==== EXCERPT TO READ ====

After restrictions on women in combat are lifted in January, military officials estimate it will take up to two years before women actually will be "recruited, accessed, trained, tested and assigned" to some of the roughly 245,000 jobs now legally closed to them, according to a new Government Accountability Office report.

The GAO said the Pentagon should develop long-term plans to oversee the integration of women in combat after the official policy change in 2016.

The GAO study of the Defense Department's plans for opening all combat jobs to women comes as the deadline looms for the military's top brass to decide whether to eliminate all gender restrictions or offer a good reason not to do that by requesting a formal waiver to the forcewide policy.

Defense Secretary Ash Carter will have to approve any exemptions.

DoD's Office of Personnel and Readiness has kept a close watch on the service-specific efforts to study the issue and prepare for the official change to military policy. But top Pentagon civilian leaders have no plans for monitoring the services' followup implementation during the next several years, according to the GAO.

"Without ongoing monitoring of the services' and [Special Operations Command's] implementation progress in integrating previously closed positions and occupations, it will be difficult for DoD to have visibility over the extent to which the services and SOCOM are overcoming potential obstacles to integration," the report stated.

In addition, a lack of monitoring will leave DoD without enough information to give to Congress about progress on the issue, the GAO said.

In response to the report, the Pentagon agreed with the GAO's recommendation that top officials should keep a close eye on the changes after 2016.

"We recognize the importance of monitoring the long-term implementation progress of expanding combat service opportunities for women," Juliet Beyler wrote in a July 10 letter to the GAO.

====

* **TASK TO COMPLETE**: Reproduce the passage of the women-in-combat article above between "In addition, a lack" and "changes after 2016.", inclusive.

==== EXTRACTED DATA ====

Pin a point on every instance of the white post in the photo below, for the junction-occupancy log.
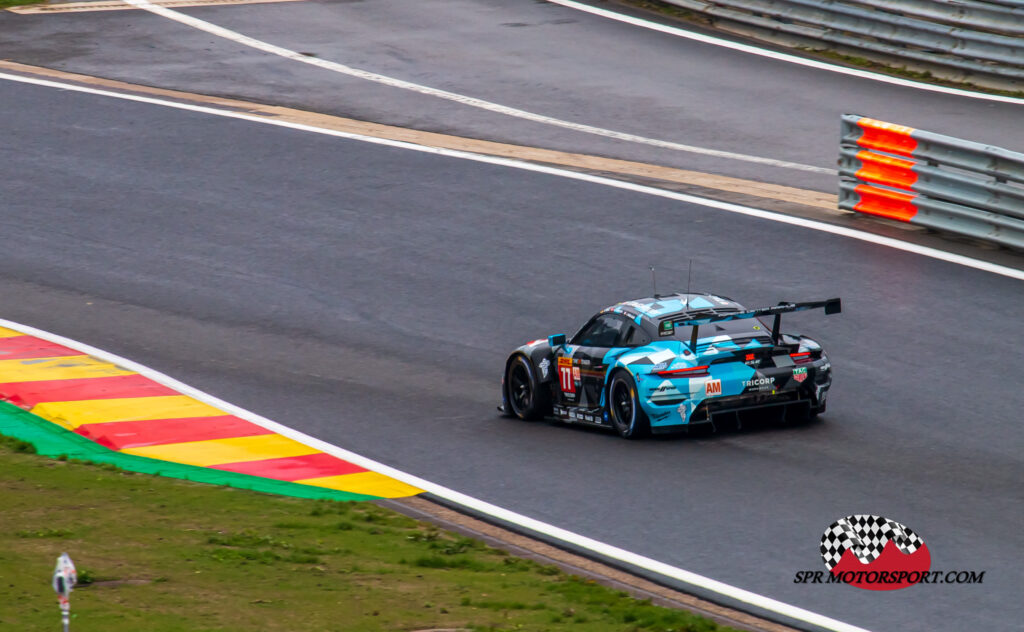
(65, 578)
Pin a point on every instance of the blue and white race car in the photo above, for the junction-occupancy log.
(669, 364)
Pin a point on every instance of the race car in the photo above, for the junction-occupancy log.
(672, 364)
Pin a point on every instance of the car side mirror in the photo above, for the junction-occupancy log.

====
==== EXTRACTED DATA ====

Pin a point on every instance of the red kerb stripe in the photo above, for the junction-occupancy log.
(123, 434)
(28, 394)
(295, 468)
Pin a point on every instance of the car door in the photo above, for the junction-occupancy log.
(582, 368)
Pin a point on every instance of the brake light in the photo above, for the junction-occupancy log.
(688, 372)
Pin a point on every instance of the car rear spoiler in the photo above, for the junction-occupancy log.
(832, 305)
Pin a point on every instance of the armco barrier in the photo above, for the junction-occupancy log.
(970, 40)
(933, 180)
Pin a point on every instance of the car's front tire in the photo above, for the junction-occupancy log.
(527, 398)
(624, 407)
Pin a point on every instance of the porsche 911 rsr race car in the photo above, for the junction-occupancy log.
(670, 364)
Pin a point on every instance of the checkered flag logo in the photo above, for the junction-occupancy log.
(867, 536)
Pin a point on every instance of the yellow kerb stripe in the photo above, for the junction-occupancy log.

====
==== EXTRACTED DATA ====

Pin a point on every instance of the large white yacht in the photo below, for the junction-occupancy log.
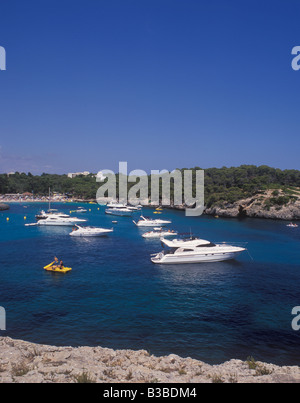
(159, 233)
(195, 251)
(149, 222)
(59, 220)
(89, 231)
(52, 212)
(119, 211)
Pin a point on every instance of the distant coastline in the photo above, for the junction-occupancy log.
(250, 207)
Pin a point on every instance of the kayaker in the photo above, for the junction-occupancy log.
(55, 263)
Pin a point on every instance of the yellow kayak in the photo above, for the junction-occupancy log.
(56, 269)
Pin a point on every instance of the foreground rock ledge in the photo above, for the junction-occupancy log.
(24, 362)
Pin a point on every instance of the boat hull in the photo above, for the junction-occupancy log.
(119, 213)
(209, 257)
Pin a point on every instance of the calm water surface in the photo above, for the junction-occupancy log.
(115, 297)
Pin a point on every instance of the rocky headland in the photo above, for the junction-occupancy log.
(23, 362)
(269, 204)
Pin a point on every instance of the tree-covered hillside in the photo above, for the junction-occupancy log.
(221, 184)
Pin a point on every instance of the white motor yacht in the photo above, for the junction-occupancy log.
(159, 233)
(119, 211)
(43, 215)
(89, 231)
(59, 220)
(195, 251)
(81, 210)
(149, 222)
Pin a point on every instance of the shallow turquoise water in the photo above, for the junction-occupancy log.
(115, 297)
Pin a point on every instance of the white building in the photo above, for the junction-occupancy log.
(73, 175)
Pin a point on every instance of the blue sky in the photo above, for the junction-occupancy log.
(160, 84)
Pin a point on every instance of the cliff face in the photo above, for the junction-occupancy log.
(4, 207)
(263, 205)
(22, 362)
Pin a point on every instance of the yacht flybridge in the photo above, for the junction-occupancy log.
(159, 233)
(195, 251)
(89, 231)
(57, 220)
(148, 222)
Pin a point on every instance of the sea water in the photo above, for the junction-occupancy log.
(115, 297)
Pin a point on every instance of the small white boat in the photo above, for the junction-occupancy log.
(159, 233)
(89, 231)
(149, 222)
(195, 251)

====

* **EXERCISE OUTPUT**:
In addition, a lack of monitoring will leave DoD without enough information to give to Congress about progress on the issue, the GAO said.

In response to the report, the Pentagon agreed with the GAO's recommendation that top officials should keep a close eye on the changes after 2016.